Collected data entries
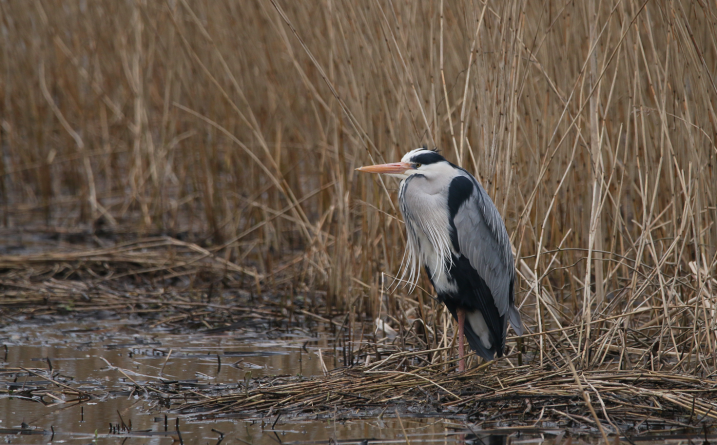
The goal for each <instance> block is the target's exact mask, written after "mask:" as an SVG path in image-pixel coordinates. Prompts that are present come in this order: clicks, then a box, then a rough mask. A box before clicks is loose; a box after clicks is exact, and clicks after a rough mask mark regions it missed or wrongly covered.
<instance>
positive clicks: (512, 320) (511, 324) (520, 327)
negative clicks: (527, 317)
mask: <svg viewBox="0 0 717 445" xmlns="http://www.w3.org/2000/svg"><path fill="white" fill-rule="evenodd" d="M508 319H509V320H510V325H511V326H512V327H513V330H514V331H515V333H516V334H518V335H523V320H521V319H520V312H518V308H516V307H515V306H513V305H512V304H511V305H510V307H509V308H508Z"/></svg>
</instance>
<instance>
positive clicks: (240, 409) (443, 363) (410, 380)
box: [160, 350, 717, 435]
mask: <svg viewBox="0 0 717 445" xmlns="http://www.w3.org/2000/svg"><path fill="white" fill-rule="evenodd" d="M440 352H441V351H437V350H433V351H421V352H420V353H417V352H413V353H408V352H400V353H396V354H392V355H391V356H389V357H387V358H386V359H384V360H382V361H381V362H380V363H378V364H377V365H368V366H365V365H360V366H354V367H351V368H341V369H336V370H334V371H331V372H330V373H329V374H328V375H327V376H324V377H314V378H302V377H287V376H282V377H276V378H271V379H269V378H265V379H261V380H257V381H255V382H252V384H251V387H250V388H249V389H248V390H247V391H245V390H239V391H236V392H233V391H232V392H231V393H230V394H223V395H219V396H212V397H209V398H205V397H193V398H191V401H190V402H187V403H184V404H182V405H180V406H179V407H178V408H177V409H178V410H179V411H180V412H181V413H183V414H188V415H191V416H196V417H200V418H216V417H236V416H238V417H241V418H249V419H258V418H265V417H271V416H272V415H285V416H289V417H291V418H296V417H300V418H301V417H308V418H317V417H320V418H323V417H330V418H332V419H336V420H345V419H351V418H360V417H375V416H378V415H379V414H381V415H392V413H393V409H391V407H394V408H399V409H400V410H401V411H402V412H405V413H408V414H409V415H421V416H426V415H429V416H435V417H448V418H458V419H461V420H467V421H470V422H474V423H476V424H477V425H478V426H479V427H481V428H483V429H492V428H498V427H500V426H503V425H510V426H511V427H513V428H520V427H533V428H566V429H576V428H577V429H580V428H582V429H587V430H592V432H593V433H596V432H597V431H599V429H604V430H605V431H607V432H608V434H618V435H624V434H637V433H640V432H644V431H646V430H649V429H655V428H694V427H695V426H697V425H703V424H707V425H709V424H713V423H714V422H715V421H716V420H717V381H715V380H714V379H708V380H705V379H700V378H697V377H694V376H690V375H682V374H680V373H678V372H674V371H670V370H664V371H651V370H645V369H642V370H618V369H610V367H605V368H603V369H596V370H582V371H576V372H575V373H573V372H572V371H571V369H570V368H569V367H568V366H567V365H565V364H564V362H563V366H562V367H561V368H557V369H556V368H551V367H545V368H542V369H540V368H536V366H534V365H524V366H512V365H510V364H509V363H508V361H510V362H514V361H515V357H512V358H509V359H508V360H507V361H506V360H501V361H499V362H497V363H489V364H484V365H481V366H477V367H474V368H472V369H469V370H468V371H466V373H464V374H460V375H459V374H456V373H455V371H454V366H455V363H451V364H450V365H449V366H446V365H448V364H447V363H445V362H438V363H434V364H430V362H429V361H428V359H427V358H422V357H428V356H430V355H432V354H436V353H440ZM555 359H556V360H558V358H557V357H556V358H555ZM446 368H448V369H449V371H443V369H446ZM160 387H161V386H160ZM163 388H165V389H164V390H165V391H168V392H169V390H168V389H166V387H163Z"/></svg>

---

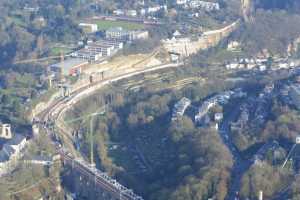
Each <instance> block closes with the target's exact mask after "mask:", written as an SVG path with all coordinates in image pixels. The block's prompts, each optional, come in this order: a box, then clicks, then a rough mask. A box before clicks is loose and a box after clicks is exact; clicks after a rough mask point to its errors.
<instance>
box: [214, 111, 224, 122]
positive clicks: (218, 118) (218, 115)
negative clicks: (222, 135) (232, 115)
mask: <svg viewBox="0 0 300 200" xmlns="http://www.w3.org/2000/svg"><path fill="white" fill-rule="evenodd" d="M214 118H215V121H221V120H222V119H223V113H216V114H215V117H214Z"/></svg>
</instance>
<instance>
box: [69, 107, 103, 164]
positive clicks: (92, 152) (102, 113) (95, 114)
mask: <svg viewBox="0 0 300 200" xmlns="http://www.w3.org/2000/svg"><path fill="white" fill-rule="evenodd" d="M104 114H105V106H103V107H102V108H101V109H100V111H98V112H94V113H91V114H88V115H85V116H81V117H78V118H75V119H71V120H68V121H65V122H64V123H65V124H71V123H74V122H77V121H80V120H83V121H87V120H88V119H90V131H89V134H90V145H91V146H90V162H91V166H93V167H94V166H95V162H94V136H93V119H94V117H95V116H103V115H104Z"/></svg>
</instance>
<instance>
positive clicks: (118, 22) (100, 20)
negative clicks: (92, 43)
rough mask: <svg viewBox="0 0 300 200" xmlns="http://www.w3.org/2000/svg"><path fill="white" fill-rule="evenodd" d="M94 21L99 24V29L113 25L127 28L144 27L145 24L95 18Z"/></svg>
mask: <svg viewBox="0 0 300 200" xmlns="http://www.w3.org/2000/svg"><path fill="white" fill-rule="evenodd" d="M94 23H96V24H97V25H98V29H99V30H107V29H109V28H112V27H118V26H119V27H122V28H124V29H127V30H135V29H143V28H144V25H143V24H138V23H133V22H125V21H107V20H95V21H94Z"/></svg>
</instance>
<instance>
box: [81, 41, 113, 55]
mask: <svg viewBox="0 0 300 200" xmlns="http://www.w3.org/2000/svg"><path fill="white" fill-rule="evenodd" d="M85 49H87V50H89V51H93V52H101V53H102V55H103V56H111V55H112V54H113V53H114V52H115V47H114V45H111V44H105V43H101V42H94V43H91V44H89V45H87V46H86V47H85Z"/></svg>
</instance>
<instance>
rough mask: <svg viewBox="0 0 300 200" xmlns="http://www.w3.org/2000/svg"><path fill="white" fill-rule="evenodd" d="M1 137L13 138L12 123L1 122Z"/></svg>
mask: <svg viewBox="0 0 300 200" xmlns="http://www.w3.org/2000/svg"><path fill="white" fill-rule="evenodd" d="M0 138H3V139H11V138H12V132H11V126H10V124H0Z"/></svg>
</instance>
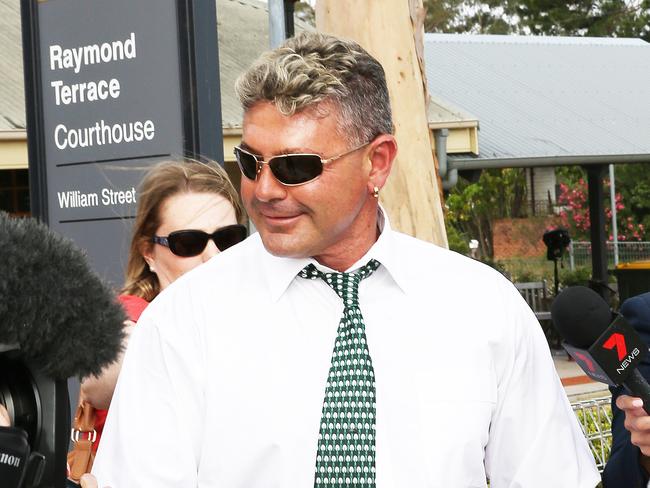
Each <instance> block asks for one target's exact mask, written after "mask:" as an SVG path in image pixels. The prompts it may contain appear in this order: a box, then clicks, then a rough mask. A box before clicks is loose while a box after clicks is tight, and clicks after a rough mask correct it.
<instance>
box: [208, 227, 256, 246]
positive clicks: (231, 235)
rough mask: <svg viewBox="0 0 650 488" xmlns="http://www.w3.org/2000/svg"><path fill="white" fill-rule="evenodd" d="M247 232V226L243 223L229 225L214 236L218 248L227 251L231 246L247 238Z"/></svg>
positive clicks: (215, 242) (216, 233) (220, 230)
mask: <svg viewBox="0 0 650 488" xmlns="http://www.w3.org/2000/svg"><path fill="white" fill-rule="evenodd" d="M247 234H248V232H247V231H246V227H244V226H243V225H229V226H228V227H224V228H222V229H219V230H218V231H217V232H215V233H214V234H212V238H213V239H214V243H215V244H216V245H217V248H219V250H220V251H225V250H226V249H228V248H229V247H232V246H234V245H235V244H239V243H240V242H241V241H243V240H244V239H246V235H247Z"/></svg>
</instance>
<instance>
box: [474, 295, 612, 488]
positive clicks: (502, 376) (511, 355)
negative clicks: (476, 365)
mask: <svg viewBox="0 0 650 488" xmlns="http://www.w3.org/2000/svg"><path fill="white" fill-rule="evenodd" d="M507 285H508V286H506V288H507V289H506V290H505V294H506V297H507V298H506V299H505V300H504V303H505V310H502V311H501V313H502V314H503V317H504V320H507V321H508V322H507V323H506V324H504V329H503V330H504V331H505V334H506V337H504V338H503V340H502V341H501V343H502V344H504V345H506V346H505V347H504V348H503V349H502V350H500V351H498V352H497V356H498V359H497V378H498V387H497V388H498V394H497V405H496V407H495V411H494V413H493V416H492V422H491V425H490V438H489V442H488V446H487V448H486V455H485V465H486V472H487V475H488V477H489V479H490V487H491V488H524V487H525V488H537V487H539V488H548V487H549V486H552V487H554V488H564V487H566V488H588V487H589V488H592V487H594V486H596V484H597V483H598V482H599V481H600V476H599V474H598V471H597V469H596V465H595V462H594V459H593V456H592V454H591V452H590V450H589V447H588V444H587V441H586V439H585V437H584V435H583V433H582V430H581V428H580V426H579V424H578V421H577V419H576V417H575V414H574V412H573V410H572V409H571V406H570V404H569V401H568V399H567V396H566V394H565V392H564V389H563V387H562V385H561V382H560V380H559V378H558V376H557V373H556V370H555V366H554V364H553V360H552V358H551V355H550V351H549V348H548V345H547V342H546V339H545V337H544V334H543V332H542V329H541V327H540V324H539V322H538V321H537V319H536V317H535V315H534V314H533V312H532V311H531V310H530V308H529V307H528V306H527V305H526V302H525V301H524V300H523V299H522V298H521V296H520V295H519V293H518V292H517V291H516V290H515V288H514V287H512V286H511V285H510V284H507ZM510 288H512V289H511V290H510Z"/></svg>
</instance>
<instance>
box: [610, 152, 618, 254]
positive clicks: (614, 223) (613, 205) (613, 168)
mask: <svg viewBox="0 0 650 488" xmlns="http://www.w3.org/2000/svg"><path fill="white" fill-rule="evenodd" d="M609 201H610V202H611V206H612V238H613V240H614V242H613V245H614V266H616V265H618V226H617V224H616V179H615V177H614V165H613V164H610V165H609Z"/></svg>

Assigned task. Locate each line of the records that contains the word "positive", with case counting, and copy those lines out in full.

Problem solution.
positive clicks: (512, 320) (511, 324) (520, 327)
positive clicks: (240, 409) (443, 363) (410, 380)
positive clicks: (218, 118) (218, 115)
positive clicks: (92, 152) (102, 113) (95, 114)
positive clicks: (118, 22) (100, 20)
positive clicks: (231, 235)
positive clicks: (215, 242) (216, 233) (220, 230)
positive clicks: (502, 376) (511, 355)
positive clicks: (614, 223) (613, 205) (613, 168)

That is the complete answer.